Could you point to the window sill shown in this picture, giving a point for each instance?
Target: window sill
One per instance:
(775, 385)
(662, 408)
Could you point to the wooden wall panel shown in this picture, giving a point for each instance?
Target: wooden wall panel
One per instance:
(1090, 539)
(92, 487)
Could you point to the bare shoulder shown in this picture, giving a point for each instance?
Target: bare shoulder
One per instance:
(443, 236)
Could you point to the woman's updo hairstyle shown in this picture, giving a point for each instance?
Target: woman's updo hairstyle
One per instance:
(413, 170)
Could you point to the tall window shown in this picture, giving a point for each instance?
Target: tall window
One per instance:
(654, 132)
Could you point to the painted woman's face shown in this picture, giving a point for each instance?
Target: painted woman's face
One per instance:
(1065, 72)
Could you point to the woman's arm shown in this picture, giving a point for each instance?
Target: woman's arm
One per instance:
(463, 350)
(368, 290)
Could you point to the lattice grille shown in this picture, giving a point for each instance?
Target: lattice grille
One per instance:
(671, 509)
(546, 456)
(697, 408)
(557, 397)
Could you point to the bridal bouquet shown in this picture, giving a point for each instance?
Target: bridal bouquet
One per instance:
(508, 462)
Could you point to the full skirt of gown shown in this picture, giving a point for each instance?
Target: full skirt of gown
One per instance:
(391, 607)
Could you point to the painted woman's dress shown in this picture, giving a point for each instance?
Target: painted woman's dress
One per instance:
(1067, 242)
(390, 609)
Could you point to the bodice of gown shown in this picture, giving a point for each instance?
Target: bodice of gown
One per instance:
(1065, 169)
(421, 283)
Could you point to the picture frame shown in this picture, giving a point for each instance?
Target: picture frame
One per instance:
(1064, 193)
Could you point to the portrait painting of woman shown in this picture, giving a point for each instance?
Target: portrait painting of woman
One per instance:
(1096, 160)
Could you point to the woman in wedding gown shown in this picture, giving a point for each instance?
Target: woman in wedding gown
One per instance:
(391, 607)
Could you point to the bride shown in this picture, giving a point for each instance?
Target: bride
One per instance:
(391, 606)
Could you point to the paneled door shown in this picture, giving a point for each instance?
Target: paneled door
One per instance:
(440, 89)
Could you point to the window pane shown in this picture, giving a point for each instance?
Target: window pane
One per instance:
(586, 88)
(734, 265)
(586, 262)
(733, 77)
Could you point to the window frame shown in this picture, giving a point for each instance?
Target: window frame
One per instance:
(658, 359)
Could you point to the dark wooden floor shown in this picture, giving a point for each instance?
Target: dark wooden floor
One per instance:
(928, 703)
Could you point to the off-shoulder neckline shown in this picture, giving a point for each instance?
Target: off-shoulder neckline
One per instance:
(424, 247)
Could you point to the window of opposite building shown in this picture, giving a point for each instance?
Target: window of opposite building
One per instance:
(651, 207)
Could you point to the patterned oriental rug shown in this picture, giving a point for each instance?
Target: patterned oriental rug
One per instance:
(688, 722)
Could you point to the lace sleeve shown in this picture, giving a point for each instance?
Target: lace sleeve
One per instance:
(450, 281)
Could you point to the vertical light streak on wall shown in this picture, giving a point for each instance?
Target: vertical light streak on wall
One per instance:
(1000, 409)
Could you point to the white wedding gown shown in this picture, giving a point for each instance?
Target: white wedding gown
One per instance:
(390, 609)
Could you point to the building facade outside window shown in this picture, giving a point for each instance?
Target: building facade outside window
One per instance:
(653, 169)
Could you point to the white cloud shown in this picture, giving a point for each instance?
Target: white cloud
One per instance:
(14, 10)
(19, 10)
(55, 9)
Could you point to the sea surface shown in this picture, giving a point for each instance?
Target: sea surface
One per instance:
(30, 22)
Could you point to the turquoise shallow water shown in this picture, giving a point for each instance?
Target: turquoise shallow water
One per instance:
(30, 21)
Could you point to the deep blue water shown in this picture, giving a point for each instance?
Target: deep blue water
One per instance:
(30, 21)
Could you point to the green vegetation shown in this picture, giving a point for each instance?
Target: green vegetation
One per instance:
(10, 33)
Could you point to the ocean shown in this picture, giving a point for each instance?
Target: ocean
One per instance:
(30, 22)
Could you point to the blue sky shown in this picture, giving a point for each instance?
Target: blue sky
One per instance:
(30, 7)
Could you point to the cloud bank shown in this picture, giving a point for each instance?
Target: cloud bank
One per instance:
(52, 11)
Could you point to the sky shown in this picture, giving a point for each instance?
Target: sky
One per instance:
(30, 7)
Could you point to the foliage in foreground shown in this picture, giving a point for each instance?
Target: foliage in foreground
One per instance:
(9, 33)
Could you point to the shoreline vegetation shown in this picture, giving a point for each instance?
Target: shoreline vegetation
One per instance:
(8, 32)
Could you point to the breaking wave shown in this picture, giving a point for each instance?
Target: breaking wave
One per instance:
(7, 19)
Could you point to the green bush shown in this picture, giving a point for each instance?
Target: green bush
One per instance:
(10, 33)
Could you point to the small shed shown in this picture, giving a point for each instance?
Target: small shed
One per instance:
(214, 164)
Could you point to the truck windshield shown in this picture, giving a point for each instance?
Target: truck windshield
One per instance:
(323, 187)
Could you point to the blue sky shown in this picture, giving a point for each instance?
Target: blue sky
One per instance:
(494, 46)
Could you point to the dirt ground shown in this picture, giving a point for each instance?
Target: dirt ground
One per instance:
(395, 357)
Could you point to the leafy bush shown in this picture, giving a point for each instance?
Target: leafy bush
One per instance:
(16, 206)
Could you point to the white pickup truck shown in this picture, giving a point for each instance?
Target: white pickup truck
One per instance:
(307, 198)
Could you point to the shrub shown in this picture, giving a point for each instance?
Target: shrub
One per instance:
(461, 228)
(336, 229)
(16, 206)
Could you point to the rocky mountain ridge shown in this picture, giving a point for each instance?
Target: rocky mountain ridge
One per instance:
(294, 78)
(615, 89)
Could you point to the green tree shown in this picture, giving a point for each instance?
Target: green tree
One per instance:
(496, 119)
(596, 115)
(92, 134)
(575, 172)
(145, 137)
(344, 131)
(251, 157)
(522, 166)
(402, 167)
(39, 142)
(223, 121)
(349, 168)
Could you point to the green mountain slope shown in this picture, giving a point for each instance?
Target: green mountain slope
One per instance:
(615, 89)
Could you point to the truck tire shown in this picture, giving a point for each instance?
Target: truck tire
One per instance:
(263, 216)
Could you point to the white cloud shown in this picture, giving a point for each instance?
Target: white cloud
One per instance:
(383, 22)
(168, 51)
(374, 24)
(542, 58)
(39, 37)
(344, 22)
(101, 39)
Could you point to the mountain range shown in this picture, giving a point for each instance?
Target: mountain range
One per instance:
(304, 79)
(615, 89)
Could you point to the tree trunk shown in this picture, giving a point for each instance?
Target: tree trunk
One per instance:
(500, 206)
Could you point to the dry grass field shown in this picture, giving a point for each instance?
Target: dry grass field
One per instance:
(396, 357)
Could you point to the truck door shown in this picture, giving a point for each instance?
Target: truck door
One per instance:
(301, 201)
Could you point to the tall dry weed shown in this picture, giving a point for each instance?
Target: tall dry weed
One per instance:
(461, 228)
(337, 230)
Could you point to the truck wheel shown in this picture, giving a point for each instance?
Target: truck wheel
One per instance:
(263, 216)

————————

Assigned task :: Each line in the listing above from the one containing "Could you point to the picture" through the one containing "Target: paneled door" should be repeated exactly, and no other line.

Exercise output ::
Could you point to the picture frame shown in this picture, giving a point for each instance?
Target: picture frame
One per instance:
(1064, 193)
Could you point to the portrait painting of woman shown in this picture, giving a point for each instance?
Target: portrait painting of woman
One per instance:
(1096, 160)
Could you point to the woman in wedding gown shown in this picture, giving a point for each instance?
Target: woman in wedding gown
One per instance:
(391, 607)
Could you point to the bride shown in this picture, giving a point for each instance?
Target: bride
One per instance:
(391, 606)
Could you point to the paneled door shown in this picture, giving a point for each instance?
Target: paneled door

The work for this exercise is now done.